**Short problem 1**
In the LinuxThreads post, rewrite the paragraph beginning "The other tricky part is implementing" as a short list that keeps its main facts.
**Short problem 2**
Using the LinuxThreads post, decide whether each statement agrees with it: (a) the collector's test case succeeds roughly half the time; (b) the port currently uses SIGUSR1 and SIGUSR2 for SIG_SUSPEND and SIG_RESTART; (c) locating the thread stacks is still an unsolved problem. Answer yes or no for each and quote the deciding words.
**Short problem 3**
Copy out the part of the LinuxThreads post starting at "I'm using LinuxThreads" and ending at "T. S. Garp.".

··· Given text ···

[gclist] LinuxThreads+signals => SIGSEGV in system call?

Fergus Henderson fjh@cs.mu.OZ.AU
Thu, 30 Apr 1998 06:56:46 +1000 (EST)


Synopsis:
---------

I'm trying to port the Boehm (et al) conservative garbage collector
to work with LinuxThreads.  I've got it to the point where
it works *some* of the time.  The problem is that it sometimes
fails, apparently getting a segmentation fault in a signal call.
It generates a core file and when I examine the core file in gdb,
the current instruction pointer is always just past the `int $80'
instruction that invokes the system call.

Any suggestions on how I can go about debugging this?


Details:
--------

There's two tricky parts to the port.  One part is determining where
the thread stacks are so that the collector can include them in its
root set.  This part I have got figured out.  My code must depend on
some of the implementation details of LinuxThreads, but otherwise this
part is not too hard.

The other tricky part is implementing the GC_stop_world() function,
which must suspend all the other threads.  The way I have implemented
this is to send them all a "SIG_SUSPEND" signal, and to have the signal
handler first call sem_post() to tell the main thread that they're
ready to suspend, and then call sigsuspend() (or sleep() -- I tried
both) inside the signal handler.  When the GC is done, the collector
calls GC_start_world() which sends all the threads a "SIG_RESTART"
signal.  The SIG_RESTART handler doesn't do anything except return; the
effect of the signal is just to terminate the call to sigsuspend() or
sleep().

(Normally I'd use SIGUSR1 and SIGUSR2 for my SIG_SUSPEND and
SIG_RESTART signals, but LinuxThreads already uses those, so I'm
currently reusing SIGIO and SIGPWR for SIG_SUSPEND and SIG_RESTART.)

Anyway, that's all well and good, and when I run the collector's test
case, about 50% of the time it works.  But the other 50% or so, it dies,
sometimes due to failed assertions, but more often due to what is
apparently a segmentation fault in a system call.

Is the problem due to Linux for some reason not liking code that
suspends inside a signal handler?   If so, why doesn't Linux allow this?
Or alternatively, what else could be causing this problem,
and how can I go about debugging it?

I'm using LinuxThreads 0.6, libc 5.3.12, kernel 2.1.35, gcc 2.7.2,
and gdb 4.16.

--
Fergus Henderson <fjh@cs.mu.oz.au>  |  "I have always known that the pursuit
WWW: <http://www.cs.mu.oz.au/~fjh>  |  of excellence is a lethal habit"
PGP: finger fjh@128.250.37.3        |     -- the last words of T. S. Garp.

··· Given data ···

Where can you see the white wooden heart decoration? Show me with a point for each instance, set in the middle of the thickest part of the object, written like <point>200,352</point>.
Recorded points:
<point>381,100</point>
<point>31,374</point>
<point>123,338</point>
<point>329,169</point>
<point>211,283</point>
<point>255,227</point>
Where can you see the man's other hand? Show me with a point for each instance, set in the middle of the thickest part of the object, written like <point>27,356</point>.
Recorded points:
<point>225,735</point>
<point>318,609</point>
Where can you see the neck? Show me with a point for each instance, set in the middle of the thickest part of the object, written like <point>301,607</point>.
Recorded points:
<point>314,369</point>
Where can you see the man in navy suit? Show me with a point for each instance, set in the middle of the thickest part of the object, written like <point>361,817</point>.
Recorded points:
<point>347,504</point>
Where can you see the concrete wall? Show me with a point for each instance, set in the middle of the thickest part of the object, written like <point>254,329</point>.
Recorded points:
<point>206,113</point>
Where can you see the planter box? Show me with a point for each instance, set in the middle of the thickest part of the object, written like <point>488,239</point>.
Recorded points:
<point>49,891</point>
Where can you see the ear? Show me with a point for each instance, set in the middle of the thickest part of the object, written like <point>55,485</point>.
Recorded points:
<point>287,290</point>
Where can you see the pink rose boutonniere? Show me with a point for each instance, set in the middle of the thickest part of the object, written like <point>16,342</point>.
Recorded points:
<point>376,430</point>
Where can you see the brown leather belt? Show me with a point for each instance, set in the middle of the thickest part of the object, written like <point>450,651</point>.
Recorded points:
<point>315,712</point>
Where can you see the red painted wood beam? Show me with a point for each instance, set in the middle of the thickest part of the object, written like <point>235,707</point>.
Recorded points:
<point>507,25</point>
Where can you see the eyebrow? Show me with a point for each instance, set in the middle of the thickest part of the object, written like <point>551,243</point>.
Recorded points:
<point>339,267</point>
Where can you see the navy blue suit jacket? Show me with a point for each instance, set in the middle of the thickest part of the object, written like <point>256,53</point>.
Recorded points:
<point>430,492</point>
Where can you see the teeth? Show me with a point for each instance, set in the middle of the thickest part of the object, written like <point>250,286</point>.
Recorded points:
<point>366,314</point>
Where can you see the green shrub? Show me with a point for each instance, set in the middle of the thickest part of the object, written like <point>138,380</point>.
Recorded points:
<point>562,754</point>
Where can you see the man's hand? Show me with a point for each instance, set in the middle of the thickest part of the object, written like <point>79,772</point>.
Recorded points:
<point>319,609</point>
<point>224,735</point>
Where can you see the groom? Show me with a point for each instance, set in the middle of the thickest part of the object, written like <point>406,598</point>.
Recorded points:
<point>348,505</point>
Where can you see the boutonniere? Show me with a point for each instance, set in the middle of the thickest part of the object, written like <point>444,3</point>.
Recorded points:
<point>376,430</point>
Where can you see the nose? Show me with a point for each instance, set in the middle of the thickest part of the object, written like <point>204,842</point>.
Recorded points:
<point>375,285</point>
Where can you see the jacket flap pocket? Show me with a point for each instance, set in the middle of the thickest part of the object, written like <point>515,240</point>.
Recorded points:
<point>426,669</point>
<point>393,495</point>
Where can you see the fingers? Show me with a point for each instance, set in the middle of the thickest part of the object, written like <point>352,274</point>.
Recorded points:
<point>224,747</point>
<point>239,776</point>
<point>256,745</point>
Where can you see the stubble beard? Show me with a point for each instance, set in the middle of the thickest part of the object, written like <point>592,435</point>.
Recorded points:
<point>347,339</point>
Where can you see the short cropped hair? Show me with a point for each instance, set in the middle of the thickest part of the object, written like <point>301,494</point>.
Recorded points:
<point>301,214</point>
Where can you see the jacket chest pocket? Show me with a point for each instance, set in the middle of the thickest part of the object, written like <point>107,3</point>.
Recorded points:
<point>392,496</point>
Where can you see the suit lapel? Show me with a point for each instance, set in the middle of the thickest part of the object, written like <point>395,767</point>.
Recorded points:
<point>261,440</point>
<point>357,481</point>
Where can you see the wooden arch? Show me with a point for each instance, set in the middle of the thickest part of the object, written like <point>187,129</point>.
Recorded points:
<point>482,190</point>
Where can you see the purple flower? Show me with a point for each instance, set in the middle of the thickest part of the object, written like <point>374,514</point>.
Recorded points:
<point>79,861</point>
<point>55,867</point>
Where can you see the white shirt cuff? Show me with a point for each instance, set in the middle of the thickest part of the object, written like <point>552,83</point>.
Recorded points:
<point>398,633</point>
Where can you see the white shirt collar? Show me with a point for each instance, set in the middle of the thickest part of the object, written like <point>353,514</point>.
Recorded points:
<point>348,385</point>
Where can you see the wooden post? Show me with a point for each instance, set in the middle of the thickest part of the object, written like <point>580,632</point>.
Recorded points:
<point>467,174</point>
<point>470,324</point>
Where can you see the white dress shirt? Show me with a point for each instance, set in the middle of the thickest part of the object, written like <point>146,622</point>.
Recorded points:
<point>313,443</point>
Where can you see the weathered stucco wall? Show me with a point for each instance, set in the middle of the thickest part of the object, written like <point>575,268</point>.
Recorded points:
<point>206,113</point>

···

**Written reply 1**
- GC_stop_world() must suspend all the other threads.
- It does this by sending each of them a "SIG_SUSPEND" signal.
- That signal's handler first calls sem_post() to tell the main thread it is ready to suspend. It then calls sigsuspend(); sleep() was also tried.
- When the GC is done, GC_start_world() sends all the threads a "SIG_RESTART" signal.
- The SIG_RESTART handler only returns. Its sole effect is to end the call to sigsuspend() or sleep().

**Written reply 2**
(a) Yes: "when I run the collector's test case, about 50% of the time it works."
(b) No: "LinuxThreads already uses those, so I'm currently reusing SIGIO and SIGPWR for SIG_SUSPEND and SIG_RESTART."
(c) No: "This part I have got figured out."

**Written reply 3**
I'm using LinuxThreads 0.6, libc 5.3.12, kernel 2.1.35, gcc 2.7.2,
and gdb 4.16.

--
Fergus Henderson <fjh@cs.mu.oz.au>  |  "I have always known that the pursuit
WWW: <http://www.cs.mu.oz.au/~fjh>  |  of excellence is a lethal habit"
PGP: finger fjh@128.250.37.3        |     -- the last words of T. S. Garp.